| WORK TASK |
Word for word, copy all the data and drop the pictures.

| EXTRACTED MATERIAL |

------

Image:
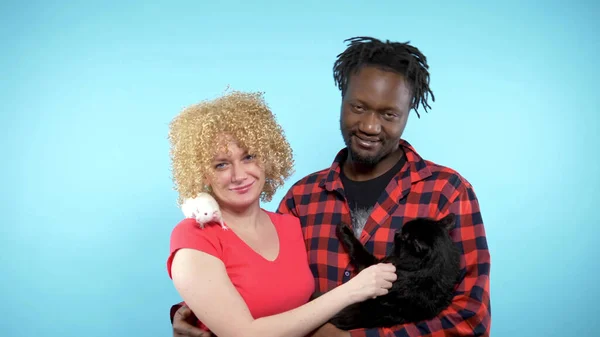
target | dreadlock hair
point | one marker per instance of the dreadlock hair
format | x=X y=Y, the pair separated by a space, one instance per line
x=395 y=56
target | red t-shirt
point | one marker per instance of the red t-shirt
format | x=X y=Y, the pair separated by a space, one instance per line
x=267 y=287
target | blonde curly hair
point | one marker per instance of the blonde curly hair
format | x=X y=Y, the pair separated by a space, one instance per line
x=196 y=136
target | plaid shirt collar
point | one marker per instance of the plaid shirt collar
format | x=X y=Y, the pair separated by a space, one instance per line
x=415 y=169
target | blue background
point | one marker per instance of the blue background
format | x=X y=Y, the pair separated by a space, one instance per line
x=87 y=91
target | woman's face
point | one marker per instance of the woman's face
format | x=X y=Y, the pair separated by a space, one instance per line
x=238 y=179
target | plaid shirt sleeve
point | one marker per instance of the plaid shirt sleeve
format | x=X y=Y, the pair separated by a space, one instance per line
x=469 y=312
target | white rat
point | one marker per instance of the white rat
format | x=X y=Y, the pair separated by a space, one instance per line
x=204 y=208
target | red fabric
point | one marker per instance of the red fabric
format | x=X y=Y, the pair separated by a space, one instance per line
x=421 y=189
x=268 y=288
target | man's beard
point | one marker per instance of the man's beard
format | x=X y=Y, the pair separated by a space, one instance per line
x=358 y=158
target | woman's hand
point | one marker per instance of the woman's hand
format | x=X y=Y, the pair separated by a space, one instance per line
x=371 y=282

------

| EXPECTED ANSWER |
Image:
target | dreadlock hair
point | one marker per instance of the dreadlock hair
format | x=X y=Y, the pair separated by a space, one instance per line
x=395 y=56
target | red t-shirt
point | one marker per instance of the red t-shirt
format | x=X y=Y, the pair separated by a space, one instance per line
x=267 y=287
target | blonde curly hair
point | one marker per instance of the blonde curly hair
format | x=X y=Y, the pair separated by a space, one instance per line
x=196 y=136
target | plaid shirt collar
point | one marker per instance of the plaid shirt collar
format | x=X y=Y, the pair separated by a space, one instance per line
x=415 y=169
target | blue background
point | one marker per instance of the blue background
format | x=X y=Y, the pair separated by a space, one instance per line
x=87 y=91
target | woman's face
point | one marker per instance of the woman's face
format | x=X y=Y, the pair separated by a space, one instance per line
x=238 y=179
target | plaid shirt sleeve
point | one marker per instance of the plaid shirt sleeve
format | x=X y=Y, the pair separated by a space, one instance per line
x=469 y=312
target | white rat
point | one marker per instance of the white rat
format | x=X y=Y, the pair separated by a space, one instance per line
x=204 y=208
target | red fabric
point | one marker per instance of the red fabric
format | x=X y=Y, the pair separated by a space, one instance per line
x=421 y=189
x=268 y=288
target | man's beard
point | one marker per instance of the man's beard
format | x=X y=Y, the pair separated by a space, one instance per line
x=358 y=158
target | woman's hand
point | one marker per instance of the woman's hand
format | x=X y=Y, the pair separated by a space, one instance per line
x=371 y=282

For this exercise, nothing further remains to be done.